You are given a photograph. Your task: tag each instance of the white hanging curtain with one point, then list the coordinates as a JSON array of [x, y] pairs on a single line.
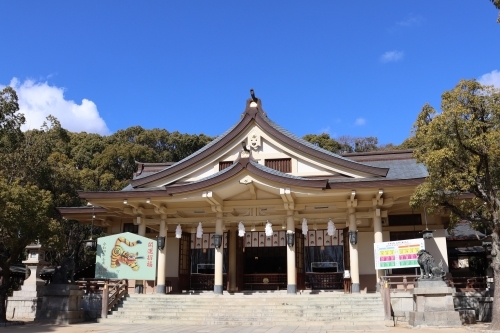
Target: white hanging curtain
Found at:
[[241, 229], [178, 231], [305, 229], [269, 229], [331, 228], [199, 231]]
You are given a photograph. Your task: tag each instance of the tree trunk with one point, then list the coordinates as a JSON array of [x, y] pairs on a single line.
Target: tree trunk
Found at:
[[495, 258], [3, 301]]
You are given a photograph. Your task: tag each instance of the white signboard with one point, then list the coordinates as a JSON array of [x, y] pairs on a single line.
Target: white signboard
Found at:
[[398, 254]]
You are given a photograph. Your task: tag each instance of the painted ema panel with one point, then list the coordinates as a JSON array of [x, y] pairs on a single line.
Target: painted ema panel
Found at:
[[398, 254], [126, 256]]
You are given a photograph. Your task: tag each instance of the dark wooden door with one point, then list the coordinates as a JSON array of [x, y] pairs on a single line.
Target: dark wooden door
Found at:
[[185, 262], [347, 253], [240, 263], [299, 260]]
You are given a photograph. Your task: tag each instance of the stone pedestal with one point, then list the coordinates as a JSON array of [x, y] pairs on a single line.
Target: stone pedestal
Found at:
[[433, 305], [61, 304], [25, 303]]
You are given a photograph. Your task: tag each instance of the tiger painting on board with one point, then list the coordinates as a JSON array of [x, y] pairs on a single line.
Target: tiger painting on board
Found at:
[[120, 256]]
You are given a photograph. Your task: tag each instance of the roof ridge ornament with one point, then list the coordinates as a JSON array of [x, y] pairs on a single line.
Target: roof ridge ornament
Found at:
[[254, 105]]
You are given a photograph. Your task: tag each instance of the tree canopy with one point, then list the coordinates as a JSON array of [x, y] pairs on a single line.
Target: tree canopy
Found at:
[[44, 168], [461, 149], [349, 144]]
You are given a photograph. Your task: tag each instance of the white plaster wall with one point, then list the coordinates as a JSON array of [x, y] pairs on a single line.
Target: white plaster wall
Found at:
[[306, 167], [437, 247], [172, 266], [268, 148]]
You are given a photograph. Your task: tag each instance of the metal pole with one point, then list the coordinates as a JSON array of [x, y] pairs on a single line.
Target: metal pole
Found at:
[[105, 299]]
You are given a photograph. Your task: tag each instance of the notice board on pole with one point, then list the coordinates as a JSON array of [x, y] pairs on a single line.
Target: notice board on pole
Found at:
[[398, 254]]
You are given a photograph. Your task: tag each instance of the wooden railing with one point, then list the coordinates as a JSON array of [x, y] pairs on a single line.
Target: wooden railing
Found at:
[[464, 284], [116, 291], [400, 282], [205, 281], [325, 280], [112, 291], [265, 281], [91, 286]]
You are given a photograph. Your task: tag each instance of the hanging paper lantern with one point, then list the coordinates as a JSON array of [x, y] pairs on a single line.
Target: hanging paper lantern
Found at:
[[199, 231], [331, 228], [178, 231], [305, 229], [241, 229], [269, 229]]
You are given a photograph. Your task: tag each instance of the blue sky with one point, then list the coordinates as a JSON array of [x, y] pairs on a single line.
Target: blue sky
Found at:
[[358, 68]]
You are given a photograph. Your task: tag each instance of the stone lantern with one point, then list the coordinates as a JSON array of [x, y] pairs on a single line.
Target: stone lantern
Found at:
[[25, 303]]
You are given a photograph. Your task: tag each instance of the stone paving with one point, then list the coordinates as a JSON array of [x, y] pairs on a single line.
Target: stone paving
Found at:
[[31, 327]]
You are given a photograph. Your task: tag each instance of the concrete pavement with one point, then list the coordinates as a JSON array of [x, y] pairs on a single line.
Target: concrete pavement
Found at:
[[31, 327]]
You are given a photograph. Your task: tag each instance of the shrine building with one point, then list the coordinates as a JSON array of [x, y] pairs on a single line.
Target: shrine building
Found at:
[[259, 208]]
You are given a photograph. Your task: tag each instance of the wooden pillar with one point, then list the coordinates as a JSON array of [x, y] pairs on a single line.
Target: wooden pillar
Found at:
[[233, 234], [353, 251], [162, 258], [291, 270], [218, 274]]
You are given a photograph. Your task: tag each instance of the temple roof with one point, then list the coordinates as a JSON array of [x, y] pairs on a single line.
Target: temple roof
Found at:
[[254, 112]]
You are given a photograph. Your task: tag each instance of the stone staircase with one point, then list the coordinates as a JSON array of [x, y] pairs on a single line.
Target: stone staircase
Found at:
[[258, 308]]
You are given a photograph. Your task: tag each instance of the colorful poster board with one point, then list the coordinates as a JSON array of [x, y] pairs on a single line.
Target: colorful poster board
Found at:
[[126, 256], [398, 254]]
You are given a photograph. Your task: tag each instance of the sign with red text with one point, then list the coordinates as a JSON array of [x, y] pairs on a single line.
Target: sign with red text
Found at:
[[126, 256], [398, 254]]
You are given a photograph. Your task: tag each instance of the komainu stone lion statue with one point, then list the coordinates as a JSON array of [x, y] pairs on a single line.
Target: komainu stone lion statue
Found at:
[[64, 272], [428, 268]]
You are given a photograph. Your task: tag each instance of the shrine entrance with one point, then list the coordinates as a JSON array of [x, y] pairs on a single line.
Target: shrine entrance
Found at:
[[265, 268]]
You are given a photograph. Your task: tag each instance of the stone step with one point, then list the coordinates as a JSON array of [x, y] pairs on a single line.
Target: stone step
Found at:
[[288, 309], [256, 312], [263, 302], [289, 322], [279, 309]]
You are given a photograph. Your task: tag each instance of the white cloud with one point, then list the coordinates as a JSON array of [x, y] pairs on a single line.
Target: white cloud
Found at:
[[325, 130], [360, 122], [391, 56], [412, 20], [491, 79], [37, 100]]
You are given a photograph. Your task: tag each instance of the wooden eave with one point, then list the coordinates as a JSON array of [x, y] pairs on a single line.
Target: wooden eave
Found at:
[[240, 165], [376, 183]]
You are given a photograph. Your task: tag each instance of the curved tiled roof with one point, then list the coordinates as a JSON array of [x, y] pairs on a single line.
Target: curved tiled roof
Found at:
[[257, 114]]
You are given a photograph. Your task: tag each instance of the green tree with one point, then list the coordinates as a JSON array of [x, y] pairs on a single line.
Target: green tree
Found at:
[[323, 141], [367, 144], [461, 149]]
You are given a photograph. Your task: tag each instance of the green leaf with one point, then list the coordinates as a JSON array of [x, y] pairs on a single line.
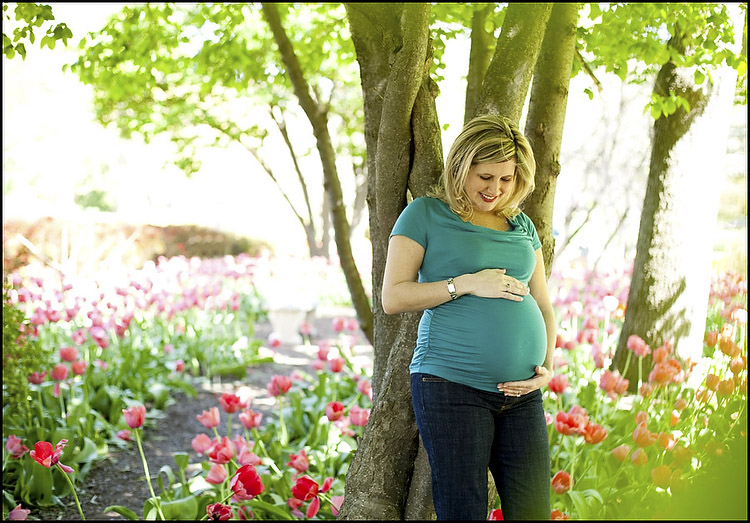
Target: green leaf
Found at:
[[271, 509], [185, 508], [123, 511]]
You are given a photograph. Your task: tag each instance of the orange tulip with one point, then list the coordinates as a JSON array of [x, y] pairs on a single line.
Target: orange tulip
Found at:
[[726, 387], [639, 457], [661, 476], [621, 452]]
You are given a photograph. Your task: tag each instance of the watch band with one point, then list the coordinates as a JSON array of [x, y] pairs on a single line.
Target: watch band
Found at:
[[452, 289]]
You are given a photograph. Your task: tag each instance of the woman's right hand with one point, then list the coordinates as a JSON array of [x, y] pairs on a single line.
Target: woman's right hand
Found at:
[[494, 283]]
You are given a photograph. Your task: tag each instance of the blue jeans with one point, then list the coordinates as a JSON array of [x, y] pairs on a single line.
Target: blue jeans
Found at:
[[465, 431]]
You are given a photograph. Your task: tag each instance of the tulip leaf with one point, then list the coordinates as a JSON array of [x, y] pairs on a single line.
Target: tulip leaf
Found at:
[[184, 508], [123, 511], [257, 504]]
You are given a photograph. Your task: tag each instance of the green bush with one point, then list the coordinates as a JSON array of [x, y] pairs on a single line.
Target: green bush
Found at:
[[22, 355]]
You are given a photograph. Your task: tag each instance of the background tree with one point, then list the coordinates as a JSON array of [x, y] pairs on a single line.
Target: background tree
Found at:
[[211, 76], [28, 17], [688, 44]]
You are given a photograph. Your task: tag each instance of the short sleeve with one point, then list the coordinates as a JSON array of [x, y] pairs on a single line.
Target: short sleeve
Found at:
[[526, 222], [412, 222]]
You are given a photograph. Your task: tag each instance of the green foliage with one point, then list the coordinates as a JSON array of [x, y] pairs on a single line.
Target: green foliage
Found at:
[[32, 16], [22, 355], [96, 199], [634, 40]]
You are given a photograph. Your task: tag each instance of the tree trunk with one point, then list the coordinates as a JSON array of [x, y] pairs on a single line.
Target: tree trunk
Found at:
[[671, 273], [509, 74], [319, 121], [389, 475], [403, 152], [546, 118], [482, 44]]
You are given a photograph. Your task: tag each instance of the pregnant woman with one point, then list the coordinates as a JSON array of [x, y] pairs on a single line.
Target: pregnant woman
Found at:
[[471, 260]]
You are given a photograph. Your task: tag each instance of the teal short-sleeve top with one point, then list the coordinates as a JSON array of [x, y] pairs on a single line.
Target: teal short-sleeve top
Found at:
[[478, 342]]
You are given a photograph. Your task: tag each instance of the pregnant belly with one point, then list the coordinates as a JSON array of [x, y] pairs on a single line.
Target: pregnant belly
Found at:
[[488, 341]]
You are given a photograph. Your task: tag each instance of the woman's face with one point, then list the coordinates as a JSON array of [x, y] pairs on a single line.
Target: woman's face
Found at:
[[489, 185]]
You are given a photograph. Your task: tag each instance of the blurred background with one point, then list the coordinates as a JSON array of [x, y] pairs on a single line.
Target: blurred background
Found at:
[[78, 195]]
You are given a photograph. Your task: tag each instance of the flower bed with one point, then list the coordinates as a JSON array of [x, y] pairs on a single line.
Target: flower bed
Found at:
[[120, 345]]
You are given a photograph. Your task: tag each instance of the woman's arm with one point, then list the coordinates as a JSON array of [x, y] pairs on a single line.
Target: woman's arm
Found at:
[[403, 293]]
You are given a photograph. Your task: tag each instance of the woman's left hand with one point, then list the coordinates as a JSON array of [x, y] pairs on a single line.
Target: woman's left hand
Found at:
[[519, 388]]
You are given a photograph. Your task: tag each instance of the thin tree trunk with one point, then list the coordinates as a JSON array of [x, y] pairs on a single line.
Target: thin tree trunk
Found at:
[[546, 119], [482, 42], [509, 73], [319, 120], [671, 274]]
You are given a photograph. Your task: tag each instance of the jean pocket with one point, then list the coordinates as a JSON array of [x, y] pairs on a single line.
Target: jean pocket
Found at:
[[429, 378]]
^^^^^^^^^^^^^^^^
Task description: The word "face" appears in some lines of the data. Copy every one of those lines.

Task output:
You are given a photograph. Your task: tag each instance of the woman's face with one point, then list the coordinates as a JSON array of [x, y] pairs on a single line.
Target: woman's face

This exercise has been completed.